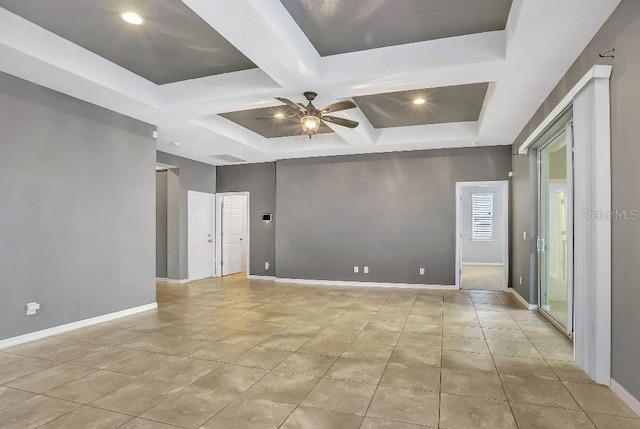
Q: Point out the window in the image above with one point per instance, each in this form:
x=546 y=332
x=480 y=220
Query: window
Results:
x=482 y=216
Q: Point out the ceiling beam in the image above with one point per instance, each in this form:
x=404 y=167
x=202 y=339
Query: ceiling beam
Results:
x=265 y=33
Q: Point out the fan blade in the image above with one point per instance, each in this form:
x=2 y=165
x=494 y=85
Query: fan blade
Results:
x=341 y=121
x=290 y=103
x=340 y=105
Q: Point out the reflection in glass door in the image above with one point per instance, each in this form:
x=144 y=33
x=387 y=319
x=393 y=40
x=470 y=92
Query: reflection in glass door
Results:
x=555 y=235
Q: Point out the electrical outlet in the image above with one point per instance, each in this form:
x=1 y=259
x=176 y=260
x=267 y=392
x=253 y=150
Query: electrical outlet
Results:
x=32 y=308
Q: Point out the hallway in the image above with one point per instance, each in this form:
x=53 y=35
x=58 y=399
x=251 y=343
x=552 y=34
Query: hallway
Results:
x=232 y=353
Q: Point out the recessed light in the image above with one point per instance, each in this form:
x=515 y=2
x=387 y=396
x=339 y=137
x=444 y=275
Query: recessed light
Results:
■ ■ ■
Your task is to output exactly the lines running from the one with "x=339 y=137" through the final line of the material above, with both ends included.

*REPLY*:
x=339 y=137
x=444 y=275
Query: recessed light
Results:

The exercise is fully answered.